▶ **Request**
Write out all of the data exactly as it appears.

▶ **The data**
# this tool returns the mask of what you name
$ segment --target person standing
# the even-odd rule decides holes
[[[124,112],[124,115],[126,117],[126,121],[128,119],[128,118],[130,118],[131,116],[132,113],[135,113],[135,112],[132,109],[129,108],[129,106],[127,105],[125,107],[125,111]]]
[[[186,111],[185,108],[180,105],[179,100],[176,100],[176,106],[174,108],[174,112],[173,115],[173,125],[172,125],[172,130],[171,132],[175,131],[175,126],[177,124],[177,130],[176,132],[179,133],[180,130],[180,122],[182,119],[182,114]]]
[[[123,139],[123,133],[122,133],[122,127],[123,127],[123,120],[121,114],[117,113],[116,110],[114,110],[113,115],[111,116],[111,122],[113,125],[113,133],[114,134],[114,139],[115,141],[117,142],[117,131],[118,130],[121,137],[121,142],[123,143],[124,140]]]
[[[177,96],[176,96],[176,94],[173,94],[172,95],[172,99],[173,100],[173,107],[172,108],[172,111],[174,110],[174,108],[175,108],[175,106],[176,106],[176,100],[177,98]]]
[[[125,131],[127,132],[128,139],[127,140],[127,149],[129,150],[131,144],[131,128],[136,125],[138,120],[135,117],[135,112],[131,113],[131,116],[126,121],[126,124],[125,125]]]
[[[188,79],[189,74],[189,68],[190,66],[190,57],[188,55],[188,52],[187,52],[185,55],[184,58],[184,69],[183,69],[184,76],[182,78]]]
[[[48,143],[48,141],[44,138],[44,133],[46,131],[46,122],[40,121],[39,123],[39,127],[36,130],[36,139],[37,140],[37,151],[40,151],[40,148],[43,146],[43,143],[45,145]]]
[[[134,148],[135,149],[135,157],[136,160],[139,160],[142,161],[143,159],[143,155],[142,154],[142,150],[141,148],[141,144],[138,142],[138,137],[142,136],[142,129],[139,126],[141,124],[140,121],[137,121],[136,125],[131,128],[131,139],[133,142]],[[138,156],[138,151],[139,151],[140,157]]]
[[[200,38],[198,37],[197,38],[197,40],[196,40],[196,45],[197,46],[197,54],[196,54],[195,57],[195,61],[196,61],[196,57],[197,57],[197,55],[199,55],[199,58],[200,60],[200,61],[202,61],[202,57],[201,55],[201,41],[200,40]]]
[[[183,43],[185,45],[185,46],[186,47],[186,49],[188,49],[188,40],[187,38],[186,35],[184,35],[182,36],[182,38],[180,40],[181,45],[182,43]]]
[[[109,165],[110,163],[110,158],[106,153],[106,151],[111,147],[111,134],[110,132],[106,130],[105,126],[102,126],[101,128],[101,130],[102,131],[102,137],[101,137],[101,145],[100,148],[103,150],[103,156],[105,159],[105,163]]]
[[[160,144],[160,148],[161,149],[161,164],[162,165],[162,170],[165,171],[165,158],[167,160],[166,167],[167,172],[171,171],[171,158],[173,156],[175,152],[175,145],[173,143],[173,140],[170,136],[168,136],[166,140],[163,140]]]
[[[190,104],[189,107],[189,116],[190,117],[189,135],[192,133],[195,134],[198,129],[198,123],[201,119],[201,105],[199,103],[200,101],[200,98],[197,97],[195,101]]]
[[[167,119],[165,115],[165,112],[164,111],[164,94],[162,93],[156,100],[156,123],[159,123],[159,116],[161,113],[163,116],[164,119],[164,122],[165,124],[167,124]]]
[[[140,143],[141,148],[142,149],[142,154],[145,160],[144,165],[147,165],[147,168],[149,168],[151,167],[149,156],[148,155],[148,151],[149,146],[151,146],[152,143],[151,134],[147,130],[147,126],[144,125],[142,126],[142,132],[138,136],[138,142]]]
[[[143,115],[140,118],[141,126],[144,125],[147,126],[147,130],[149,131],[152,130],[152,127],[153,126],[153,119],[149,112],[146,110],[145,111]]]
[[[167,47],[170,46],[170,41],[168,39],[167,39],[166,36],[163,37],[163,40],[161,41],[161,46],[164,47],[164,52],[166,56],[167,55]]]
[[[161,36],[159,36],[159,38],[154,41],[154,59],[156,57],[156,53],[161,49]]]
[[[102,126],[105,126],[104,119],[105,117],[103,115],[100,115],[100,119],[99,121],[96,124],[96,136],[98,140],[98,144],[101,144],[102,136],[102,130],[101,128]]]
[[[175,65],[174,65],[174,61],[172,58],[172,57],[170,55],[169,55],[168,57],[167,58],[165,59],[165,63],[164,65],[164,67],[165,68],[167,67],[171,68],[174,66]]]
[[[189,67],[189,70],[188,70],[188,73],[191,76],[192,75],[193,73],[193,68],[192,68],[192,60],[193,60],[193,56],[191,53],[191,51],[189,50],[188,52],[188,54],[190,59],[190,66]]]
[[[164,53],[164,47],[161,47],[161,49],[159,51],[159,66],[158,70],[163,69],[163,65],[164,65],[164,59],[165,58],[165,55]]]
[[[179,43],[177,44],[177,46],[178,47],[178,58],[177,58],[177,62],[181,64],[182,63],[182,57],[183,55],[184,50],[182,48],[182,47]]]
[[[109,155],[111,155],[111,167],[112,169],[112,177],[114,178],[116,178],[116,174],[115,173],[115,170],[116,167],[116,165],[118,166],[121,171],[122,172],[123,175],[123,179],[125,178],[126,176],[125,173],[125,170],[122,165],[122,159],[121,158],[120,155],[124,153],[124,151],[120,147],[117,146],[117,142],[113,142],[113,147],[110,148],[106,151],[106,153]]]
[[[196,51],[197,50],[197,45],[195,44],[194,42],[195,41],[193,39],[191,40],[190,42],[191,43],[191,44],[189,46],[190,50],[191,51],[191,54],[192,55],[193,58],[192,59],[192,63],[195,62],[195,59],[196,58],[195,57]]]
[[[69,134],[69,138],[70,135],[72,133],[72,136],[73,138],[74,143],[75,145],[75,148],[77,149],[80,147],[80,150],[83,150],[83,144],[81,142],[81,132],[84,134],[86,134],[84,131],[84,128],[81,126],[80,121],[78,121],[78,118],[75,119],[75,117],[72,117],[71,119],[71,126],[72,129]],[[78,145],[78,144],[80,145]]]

▶ **Final answer**
# this tool returns the mask of what you name
$ segment --target person standing
# the even-odd rule decides holes
[[[124,112],[124,115],[126,117],[126,121],[128,119],[128,118],[130,118],[131,116],[132,113],[135,113],[135,112],[132,109],[129,108],[129,106],[127,105],[125,107],[125,111]]]
[[[186,111],[185,108],[180,105],[179,100],[176,100],[176,106],[174,108],[174,112],[173,115],[173,125],[172,125],[172,130],[171,132],[175,131],[175,126],[177,124],[177,130],[176,132],[179,133],[180,130],[180,122],[182,119],[182,114]]]
[[[123,139],[123,133],[122,133],[122,127],[123,127],[123,120],[121,114],[117,113],[116,110],[114,110],[113,115],[111,116],[111,122],[113,125],[113,133],[114,134],[114,139],[115,141],[117,142],[117,131],[118,130],[121,137],[121,142],[123,143],[124,140]]]
[[[177,96],[176,96],[176,94],[173,94],[172,95],[172,99],[173,100],[173,107],[172,108],[172,111],[174,110],[174,108],[175,108],[175,106],[176,106],[176,100],[177,98]]]
[[[125,131],[127,132],[128,139],[127,140],[127,149],[129,150],[131,144],[131,128],[136,125],[138,120],[135,117],[135,112],[131,113],[131,116],[126,121],[126,124],[125,125]]]
[[[188,79],[189,74],[189,68],[190,66],[190,57],[188,55],[188,52],[187,52],[185,55],[184,58],[184,69],[183,69],[184,76],[182,78]]]
[[[48,143],[48,141],[44,138],[44,133],[46,131],[46,122],[40,121],[39,123],[39,127],[36,130],[36,139],[37,140],[37,151],[40,151],[40,148],[43,146],[43,143],[45,145]]]
[[[134,148],[135,149],[135,157],[136,160],[139,160],[142,161],[143,159],[143,155],[142,154],[142,150],[141,148],[141,144],[138,142],[138,137],[142,136],[142,129],[139,126],[141,124],[140,121],[137,121],[136,125],[131,128],[131,139],[133,142]],[[138,156],[138,151],[139,151],[140,157]]]
[[[200,38],[198,37],[197,38],[197,40],[196,40],[196,45],[197,46],[197,54],[196,54],[195,57],[195,61],[196,61],[196,57],[197,57],[197,55],[199,55],[199,58],[200,60],[200,61],[202,61],[202,57],[201,55],[201,41],[200,40]]]
[[[183,43],[185,45],[185,46],[186,47],[186,49],[188,49],[188,40],[187,38],[186,35],[184,35],[182,36],[182,38],[180,40],[181,45],[182,43]]]
[[[109,165],[110,163],[110,158],[106,153],[106,151],[111,147],[111,134],[110,132],[106,130],[105,126],[102,126],[101,128],[101,130],[102,131],[102,137],[101,137],[101,145],[100,148],[103,150],[103,156],[105,159],[105,163]]]
[[[160,144],[160,148],[161,149],[161,164],[162,165],[162,170],[165,171],[165,158],[167,160],[166,167],[167,172],[171,171],[171,158],[173,156],[175,152],[175,145],[173,143],[173,140],[170,136],[168,136],[166,140],[163,140]]]
[[[190,104],[189,107],[189,116],[190,117],[189,135],[192,133],[195,134],[198,129],[198,123],[201,119],[201,105],[199,103],[200,101],[200,98],[197,97],[195,101]]]
[[[167,119],[165,115],[165,112],[164,111],[164,94],[162,93],[156,100],[156,123],[159,123],[159,116],[161,113],[163,116],[164,119],[164,122],[165,124],[167,124]]]
[[[140,143],[141,148],[142,149],[142,154],[145,160],[144,165],[147,165],[147,168],[149,168],[151,167],[149,156],[148,155],[148,151],[149,146],[151,146],[152,143],[151,134],[147,130],[147,126],[144,125],[142,126],[142,132],[138,136],[138,142]]]
[[[143,115],[140,118],[141,126],[144,125],[147,126],[147,130],[149,131],[152,130],[152,127],[153,126],[153,119],[149,112],[146,110],[145,111]]]
[[[167,47],[170,46],[170,41],[168,39],[167,39],[166,36],[163,37],[163,40],[161,41],[161,46],[164,47],[164,52],[166,56],[167,55]]]
[[[161,36],[159,36],[159,38],[154,41],[154,59],[156,57],[156,53],[161,49]]]
[[[102,126],[105,126],[104,119],[105,117],[103,115],[100,115],[100,119],[99,121],[96,124],[96,136],[98,140],[98,144],[101,144],[102,136],[102,130],[101,128]]]
[[[175,65],[174,65],[174,61],[172,58],[172,57],[170,55],[169,55],[168,57],[167,58],[165,59],[165,63],[164,65],[164,67],[165,68],[167,67],[171,68],[174,66]]]
[[[189,67],[189,70],[188,70],[188,73],[191,76],[192,75],[193,73],[193,68],[192,68],[192,60],[193,60],[193,56],[191,53],[191,51],[189,50],[188,52],[188,54],[190,59],[190,66]]]
[[[164,53],[164,47],[161,47],[161,49],[159,51],[159,66],[158,70],[163,69],[163,65],[164,65],[164,59],[165,58],[165,55]]]
[[[179,43],[177,44],[177,46],[178,47],[178,58],[177,58],[177,62],[181,64],[182,63],[182,57],[183,55],[184,50],[182,48],[182,47]]]
[[[109,155],[111,155],[111,167],[112,169],[112,177],[114,178],[116,178],[116,174],[115,173],[115,170],[116,167],[116,165],[118,166],[121,171],[122,172],[123,175],[123,179],[125,178],[126,176],[125,173],[125,170],[122,165],[122,159],[121,158],[120,155],[124,153],[124,151],[120,147],[117,146],[117,142],[113,142],[113,147],[110,148],[106,151],[106,153]]]
[[[196,51],[197,50],[197,45],[195,44],[194,42],[195,41],[193,39],[191,40],[190,42],[191,43],[191,44],[189,46],[190,50],[191,51],[191,54],[192,55],[193,58],[192,59],[192,63],[195,62],[195,59],[196,58],[195,57]]]
[[[69,134],[69,138],[70,135],[72,133],[72,136],[73,138],[74,143],[75,145],[75,148],[77,149],[80,147],[80,150],[83,150],[83,144],[81,142],[81,132],[84,134],[86,134],[84,131],[84,128],[81,126],[80,121],[78,121],[78,118],[75,119],[75,117],[72,117],[71,119],[71,126],[72,129]],[[78,145],[78,144],[80,145]]]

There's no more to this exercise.